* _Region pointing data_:
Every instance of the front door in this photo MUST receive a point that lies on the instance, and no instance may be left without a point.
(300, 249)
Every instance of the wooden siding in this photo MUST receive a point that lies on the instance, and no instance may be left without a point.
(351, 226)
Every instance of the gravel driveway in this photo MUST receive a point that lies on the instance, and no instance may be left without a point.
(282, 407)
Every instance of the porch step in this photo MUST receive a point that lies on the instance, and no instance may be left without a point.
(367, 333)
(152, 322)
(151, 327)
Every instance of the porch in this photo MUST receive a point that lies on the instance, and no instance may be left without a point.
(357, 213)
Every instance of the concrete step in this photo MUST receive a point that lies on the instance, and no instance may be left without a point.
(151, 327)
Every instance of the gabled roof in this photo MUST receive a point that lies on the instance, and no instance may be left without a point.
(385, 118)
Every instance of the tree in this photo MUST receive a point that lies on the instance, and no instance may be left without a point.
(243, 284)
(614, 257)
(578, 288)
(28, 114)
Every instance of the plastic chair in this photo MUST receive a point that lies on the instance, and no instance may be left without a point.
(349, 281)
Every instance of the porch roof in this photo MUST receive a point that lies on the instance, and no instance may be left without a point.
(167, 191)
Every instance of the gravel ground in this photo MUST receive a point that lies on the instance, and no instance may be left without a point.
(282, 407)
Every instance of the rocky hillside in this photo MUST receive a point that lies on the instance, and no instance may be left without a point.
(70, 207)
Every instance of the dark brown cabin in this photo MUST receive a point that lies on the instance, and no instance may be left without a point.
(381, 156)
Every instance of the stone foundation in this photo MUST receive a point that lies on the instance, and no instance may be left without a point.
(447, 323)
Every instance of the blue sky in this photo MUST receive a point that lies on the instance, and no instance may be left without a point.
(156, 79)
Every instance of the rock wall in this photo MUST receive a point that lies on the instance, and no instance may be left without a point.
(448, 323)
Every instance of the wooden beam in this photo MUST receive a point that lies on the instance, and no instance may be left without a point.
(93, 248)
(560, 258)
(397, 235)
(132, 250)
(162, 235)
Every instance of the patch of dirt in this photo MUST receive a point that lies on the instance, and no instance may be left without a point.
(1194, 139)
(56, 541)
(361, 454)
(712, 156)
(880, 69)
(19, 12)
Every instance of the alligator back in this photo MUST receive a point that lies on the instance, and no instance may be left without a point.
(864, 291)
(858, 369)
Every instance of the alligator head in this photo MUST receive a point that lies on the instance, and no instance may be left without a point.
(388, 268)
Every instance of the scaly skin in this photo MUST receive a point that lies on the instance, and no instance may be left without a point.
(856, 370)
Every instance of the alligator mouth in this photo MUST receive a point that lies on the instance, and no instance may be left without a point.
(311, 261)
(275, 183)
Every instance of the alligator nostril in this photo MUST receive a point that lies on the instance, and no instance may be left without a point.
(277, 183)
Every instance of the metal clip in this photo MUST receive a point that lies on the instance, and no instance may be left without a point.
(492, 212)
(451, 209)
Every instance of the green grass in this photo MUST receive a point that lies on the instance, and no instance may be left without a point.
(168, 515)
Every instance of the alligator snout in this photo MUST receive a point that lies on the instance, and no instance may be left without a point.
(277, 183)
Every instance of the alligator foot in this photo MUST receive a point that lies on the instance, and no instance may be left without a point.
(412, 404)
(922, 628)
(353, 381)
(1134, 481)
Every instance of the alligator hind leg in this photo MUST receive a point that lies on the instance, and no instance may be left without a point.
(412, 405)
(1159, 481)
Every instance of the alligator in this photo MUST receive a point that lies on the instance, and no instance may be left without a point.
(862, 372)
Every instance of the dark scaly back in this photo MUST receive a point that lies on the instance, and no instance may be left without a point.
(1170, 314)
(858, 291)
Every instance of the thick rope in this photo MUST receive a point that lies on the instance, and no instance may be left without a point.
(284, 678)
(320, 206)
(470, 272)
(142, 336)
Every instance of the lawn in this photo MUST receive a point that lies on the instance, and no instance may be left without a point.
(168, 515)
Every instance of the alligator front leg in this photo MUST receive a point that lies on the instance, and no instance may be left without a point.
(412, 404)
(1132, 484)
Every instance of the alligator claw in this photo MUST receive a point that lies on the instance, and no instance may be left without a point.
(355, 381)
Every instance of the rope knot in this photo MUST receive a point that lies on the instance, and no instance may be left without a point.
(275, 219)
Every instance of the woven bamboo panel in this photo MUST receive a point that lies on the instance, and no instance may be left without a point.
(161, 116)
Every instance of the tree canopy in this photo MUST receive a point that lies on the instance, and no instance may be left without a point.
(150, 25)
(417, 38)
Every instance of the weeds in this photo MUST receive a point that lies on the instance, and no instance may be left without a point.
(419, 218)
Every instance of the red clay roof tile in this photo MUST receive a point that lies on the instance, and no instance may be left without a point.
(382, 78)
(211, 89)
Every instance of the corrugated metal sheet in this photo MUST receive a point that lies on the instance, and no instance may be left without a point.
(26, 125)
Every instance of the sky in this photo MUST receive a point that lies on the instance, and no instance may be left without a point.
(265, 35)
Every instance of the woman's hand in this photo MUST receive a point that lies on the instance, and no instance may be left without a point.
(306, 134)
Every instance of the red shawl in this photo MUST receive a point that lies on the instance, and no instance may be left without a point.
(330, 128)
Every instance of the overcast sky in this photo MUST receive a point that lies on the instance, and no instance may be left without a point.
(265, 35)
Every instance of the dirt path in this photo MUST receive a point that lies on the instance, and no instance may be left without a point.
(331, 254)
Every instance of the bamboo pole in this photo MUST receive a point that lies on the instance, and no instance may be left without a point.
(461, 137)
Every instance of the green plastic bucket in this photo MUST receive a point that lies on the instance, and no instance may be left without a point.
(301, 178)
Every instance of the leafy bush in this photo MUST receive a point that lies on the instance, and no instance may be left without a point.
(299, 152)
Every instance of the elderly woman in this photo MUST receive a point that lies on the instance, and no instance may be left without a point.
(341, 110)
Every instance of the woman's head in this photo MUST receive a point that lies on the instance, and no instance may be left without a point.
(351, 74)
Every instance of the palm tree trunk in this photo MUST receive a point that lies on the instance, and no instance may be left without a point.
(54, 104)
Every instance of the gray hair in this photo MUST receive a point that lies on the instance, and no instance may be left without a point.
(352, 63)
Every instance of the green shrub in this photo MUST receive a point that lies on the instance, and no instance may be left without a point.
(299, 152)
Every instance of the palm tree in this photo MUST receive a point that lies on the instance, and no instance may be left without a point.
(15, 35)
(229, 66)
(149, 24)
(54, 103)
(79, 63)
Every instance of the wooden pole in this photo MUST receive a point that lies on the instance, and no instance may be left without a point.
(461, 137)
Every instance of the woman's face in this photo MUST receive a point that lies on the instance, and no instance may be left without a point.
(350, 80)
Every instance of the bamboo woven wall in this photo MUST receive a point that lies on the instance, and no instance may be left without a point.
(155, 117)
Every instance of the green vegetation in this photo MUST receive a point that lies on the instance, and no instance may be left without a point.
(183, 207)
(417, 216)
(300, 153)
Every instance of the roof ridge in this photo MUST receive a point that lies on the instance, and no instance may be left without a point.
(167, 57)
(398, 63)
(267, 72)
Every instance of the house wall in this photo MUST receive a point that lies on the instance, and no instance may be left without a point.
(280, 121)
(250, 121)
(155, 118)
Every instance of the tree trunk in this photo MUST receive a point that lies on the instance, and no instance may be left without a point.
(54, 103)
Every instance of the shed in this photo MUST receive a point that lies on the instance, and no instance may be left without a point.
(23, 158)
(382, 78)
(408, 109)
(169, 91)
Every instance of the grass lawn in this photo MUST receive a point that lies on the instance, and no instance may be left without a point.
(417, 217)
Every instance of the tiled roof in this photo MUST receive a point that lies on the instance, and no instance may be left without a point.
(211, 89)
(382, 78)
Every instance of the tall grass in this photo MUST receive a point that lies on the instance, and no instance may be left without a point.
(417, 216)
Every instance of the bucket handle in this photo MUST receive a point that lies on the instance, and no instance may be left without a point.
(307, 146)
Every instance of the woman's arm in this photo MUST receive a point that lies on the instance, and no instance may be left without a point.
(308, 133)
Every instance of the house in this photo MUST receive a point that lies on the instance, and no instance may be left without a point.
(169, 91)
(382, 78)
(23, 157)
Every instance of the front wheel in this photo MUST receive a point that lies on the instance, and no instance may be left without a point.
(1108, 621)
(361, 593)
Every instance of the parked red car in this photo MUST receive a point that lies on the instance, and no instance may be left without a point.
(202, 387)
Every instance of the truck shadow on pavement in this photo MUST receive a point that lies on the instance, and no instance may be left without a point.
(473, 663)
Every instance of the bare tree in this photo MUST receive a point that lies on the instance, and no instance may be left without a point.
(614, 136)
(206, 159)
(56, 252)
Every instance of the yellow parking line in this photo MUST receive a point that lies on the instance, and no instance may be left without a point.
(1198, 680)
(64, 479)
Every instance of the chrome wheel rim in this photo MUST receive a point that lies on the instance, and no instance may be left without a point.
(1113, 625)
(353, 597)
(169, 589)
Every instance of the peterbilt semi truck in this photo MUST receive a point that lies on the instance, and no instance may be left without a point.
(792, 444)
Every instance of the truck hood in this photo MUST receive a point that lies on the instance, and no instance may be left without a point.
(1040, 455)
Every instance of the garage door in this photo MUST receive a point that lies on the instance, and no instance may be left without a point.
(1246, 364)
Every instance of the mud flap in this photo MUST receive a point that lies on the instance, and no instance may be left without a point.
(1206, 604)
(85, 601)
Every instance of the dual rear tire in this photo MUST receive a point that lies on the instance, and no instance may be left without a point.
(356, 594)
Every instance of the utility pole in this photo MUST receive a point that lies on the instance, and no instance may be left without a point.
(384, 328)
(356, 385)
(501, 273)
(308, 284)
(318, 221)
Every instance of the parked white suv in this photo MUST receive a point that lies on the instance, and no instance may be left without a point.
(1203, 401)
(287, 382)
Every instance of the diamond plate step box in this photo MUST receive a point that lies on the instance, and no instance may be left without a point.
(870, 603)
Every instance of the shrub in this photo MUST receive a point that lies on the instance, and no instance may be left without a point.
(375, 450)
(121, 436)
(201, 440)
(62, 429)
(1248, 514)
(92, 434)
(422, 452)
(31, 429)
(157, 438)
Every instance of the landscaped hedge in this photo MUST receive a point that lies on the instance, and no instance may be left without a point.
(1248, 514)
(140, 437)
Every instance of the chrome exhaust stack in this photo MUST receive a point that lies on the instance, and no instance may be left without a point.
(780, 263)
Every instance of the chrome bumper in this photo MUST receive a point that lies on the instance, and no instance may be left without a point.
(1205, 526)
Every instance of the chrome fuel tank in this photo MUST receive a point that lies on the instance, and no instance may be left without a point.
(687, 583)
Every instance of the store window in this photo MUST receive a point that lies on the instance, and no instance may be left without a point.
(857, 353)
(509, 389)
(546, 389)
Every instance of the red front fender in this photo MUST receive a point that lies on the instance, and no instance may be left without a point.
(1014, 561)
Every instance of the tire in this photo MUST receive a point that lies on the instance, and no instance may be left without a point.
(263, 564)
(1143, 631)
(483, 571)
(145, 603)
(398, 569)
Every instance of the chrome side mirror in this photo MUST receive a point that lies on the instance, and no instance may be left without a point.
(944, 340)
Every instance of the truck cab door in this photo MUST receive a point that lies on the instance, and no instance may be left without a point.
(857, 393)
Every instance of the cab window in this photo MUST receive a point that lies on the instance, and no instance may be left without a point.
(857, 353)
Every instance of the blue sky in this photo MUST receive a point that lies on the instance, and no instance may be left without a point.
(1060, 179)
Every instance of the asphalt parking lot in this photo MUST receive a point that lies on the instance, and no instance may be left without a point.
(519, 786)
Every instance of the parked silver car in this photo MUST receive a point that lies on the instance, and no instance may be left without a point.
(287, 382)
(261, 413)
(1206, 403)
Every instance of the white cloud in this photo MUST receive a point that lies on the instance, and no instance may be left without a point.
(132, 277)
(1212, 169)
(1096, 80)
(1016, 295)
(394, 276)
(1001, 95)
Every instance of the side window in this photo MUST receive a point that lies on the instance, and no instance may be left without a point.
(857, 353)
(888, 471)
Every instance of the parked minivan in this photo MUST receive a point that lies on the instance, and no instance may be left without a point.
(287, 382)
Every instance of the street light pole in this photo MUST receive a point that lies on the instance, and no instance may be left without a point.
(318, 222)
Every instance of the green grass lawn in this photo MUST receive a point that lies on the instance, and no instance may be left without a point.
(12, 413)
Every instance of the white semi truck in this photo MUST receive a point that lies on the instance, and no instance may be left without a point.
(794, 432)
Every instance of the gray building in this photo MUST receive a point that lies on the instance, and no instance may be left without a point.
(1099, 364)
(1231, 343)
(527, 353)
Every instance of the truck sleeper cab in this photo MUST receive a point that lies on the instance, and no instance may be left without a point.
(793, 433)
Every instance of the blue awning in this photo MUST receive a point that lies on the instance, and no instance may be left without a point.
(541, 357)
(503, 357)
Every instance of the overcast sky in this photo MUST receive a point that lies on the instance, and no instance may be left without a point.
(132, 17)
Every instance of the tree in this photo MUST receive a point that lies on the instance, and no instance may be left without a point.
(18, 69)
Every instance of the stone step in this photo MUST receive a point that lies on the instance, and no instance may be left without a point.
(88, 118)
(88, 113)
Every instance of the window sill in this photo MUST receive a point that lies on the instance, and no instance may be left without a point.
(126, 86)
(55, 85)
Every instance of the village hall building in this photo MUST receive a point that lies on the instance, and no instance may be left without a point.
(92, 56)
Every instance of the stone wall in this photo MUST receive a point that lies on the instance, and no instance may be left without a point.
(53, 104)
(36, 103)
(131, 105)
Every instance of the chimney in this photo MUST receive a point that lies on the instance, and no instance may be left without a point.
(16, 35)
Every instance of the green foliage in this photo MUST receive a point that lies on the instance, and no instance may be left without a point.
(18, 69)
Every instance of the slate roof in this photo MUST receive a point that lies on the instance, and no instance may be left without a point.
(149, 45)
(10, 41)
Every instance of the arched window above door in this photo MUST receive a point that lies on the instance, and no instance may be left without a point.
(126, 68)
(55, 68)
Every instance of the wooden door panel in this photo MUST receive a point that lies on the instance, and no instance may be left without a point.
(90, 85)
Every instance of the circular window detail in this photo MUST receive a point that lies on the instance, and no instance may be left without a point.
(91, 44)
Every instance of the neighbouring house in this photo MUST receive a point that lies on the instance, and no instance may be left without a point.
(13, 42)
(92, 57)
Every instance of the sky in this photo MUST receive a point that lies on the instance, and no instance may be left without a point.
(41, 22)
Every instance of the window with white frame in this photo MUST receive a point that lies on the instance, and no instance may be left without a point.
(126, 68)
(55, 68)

* _Exercise_:
Reproduce exactly the lines from the one containing "Every instance of the neighbouring" through the last line of the records, both included, and nothing else.

* _Written response_:
Every instance of the neighbouring house in this photo MUST receive a point that lies on the instance, and no instance may be left without a point.
(13, 42)
(92, 57)
Every instance of the sky in this photo MUST receive a point that lies on the instance, and no instance may be left without a point.
(41, 22)
Every instance of the window with white frame in this photo MUST receive a point that lies on the instance, and no instance may be left without a point.
(126, 68)
(55, 68)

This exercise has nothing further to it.